◆ **TUGAS YANG DIKERJAKAN**:
[a] Menurut teks tentang Qanun Jinayat Aceh, siapa yang pada tahun 2009 menolak menandatangani versi awal hukum pidana Aceh?
[b] Teruskan teks tentang Qanun Jinayat Aceh mulai setelah kalimat terakhirnya.

◆ **KUTIPAN SUMBER**:
::::::::::
Qanun Jinayat (bahasa Arab: “hukum pidana”) yang telah diloloskan oleh DPRD Provinsi Aceh pada akhir September 2014, antara lain menyatakan bahwa mereka yang tertangkap basah terlibat praktek hubungan sesama jenis (misalnya liwath: seks anal antar lelaki; dan musahaqqah: perempuan yang saling “menggesekkan” tubuhnya demi kepuasan seksual) dapat dijatuhi hukum cambuk hingga 100 dera di depan publik. Hukum cambuk di depan publik, sebagaimana dikutip dari pejabat setempat, lebih bertujuan untuk mempermalukan orang yang terlibat daripada sebagai bentuk hukuman jasmani. Pada tahun 2009, Gubernur Aceh saat itu, Irwandi Yusuf, menolak menandatangani versi awal hukum pidana Aceh, yang memasukkan hukuman rajam untuk perselingkuhan. Hal ini menjadikan anggota DPRD Aceh menulis-ulang hukum pidana tersebut selama lima tahun sesudahnya. Aturan pidana yang anti-homoseksual tersebut merupakan perkembangan terbaru sistem hukum Syariah di Aceh. Pelaksanaan syariah dijamin oleh pemerintah pusat sebagai bagian dari perjanjian damai tahun 2005 yang mengakhiri Aceh sebagai Daerah Operasi Militer selama 30 tahun sebelumnya. Awalnya diklaim untuk menampung ekspresi “nilai” dan tak akan ditegakkan secara kaku, namun pada kenyataannya hukum Syari’ah di Aceh diberlakukan secara ketat. Hal ini terbukti dengan pembentukan pasukan polisi moral (Wahdatul Hisbah) untuk mengawasi masyarakat Aceh dan menegakkan ketaatan terhadap syari’ah.
::::::::::
◆ **CUPLIKAN ENTRI**:
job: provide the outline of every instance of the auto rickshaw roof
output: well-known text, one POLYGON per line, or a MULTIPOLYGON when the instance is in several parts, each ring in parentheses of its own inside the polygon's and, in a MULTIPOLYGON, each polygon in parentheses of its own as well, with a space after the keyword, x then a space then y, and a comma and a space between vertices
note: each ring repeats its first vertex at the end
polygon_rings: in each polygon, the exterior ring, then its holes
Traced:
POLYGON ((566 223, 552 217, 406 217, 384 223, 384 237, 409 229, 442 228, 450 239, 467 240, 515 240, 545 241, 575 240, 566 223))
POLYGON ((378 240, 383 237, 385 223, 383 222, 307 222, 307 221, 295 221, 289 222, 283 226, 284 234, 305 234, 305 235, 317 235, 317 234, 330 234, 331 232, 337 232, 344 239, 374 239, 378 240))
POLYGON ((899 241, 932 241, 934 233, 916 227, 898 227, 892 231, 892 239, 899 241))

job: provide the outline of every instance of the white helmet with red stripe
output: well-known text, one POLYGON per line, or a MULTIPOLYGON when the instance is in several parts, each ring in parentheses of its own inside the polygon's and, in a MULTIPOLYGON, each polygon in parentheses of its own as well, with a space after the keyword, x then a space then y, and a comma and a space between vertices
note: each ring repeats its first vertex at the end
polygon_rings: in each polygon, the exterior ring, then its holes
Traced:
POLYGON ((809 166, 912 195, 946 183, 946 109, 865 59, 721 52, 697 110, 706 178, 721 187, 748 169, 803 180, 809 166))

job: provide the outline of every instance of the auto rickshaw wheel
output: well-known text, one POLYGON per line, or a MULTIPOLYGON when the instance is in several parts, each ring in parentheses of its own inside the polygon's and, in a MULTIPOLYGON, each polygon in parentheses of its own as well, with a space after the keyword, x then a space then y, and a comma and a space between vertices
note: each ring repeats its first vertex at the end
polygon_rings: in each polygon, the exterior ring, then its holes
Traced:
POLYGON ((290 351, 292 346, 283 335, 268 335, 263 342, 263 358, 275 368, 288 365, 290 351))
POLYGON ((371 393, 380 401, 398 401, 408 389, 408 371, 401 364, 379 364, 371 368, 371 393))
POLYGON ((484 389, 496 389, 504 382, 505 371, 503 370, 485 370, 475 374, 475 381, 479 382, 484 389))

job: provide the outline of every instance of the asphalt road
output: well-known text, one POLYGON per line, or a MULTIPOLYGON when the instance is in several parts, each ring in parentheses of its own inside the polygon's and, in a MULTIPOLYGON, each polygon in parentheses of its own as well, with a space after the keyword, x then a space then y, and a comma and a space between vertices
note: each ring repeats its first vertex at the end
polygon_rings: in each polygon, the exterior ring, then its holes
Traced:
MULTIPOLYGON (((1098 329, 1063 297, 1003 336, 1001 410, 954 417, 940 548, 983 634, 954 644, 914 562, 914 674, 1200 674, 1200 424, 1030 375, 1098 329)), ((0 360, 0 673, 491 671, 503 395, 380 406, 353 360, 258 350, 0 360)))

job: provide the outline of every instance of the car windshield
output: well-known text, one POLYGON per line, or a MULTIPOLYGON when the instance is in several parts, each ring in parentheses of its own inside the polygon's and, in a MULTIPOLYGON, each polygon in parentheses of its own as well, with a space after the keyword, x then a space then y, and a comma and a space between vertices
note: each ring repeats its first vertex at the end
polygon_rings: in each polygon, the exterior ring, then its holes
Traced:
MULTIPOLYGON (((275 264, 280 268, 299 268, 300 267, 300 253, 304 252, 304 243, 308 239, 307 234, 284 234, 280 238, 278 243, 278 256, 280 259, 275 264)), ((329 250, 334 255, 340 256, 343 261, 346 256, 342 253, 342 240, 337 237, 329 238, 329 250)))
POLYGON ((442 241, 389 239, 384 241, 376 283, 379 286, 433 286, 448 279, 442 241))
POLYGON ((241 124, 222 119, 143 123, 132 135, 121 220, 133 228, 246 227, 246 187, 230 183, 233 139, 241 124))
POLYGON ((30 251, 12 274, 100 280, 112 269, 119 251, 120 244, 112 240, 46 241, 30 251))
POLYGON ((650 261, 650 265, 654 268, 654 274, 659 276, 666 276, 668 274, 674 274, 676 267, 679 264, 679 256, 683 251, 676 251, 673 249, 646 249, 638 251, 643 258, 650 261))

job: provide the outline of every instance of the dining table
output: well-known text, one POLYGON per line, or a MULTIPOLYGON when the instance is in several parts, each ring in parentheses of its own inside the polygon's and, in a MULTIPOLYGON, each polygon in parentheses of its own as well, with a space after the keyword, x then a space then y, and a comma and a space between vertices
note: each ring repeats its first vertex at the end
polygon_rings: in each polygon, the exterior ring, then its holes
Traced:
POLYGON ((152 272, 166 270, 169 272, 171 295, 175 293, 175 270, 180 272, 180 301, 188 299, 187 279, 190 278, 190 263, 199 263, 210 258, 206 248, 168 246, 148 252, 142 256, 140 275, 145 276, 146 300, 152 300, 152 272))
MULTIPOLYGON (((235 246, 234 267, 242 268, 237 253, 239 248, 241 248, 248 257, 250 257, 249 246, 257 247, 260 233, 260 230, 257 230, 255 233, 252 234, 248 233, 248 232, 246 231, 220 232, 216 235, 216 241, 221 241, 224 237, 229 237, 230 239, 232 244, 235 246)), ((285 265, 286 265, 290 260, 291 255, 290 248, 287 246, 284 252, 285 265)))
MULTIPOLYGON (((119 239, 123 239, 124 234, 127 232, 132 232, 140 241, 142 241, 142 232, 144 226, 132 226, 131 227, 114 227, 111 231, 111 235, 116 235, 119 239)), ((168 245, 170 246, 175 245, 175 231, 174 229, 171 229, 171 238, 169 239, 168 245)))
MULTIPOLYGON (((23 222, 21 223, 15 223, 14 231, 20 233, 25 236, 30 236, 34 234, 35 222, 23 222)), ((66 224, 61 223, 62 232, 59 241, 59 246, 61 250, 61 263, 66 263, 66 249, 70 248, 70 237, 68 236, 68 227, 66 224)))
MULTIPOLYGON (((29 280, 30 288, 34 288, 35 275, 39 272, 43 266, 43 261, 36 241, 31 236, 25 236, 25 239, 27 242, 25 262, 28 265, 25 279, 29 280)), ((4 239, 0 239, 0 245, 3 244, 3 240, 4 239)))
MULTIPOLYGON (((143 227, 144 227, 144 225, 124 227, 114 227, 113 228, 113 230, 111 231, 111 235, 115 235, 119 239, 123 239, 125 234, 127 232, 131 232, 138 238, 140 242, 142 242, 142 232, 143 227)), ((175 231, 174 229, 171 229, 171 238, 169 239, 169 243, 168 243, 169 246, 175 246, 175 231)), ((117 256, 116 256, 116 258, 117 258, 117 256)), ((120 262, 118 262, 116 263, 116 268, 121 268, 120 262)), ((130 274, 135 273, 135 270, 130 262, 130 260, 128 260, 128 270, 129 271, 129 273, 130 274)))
::::::::::
◆ **TUGAS YANG TERSELESAIKAN**:
[a] Irwandi Yusuf, Gubernur Aceh saat itu.

[b]
Di lain pihak, MUI adalah organisasi Islam yang memiliki pendapat hukum (bahasa Arab: fatwa) yang kerap dirujuk oleh negara dan masyarakat luas sebagai sumber pengetahuan otoritatif dalam hukum, teologi, dan etika Islam. Baik badan eksekutif maupun legislatif di Indonesia mempertimbangkan isi fatwa MUI sebagai salah satu sumber perancangan hukum negara. Meskipun tidak mengikat secara hukum, fatwa MUI sering digunakan untuk membenarkan tindakan kekerasan atas agama lain atau minoritas, seperti kekerasan terhadap anggota gerakan keagamaan Ahmadiyah pada tahun 2011. Saya memandang diberlakukannya dua usulan hukum ortodoks ini sebagai gejala penentangan terhadap kemajuan hak-hak warga negara dalam hal kemitraan sesama jenis-kelamin dan hukum anti-diskriminasi di dunia Barat. Tak ada ruang yang cukup di sini untuk membahas isu ini lebih lanjut.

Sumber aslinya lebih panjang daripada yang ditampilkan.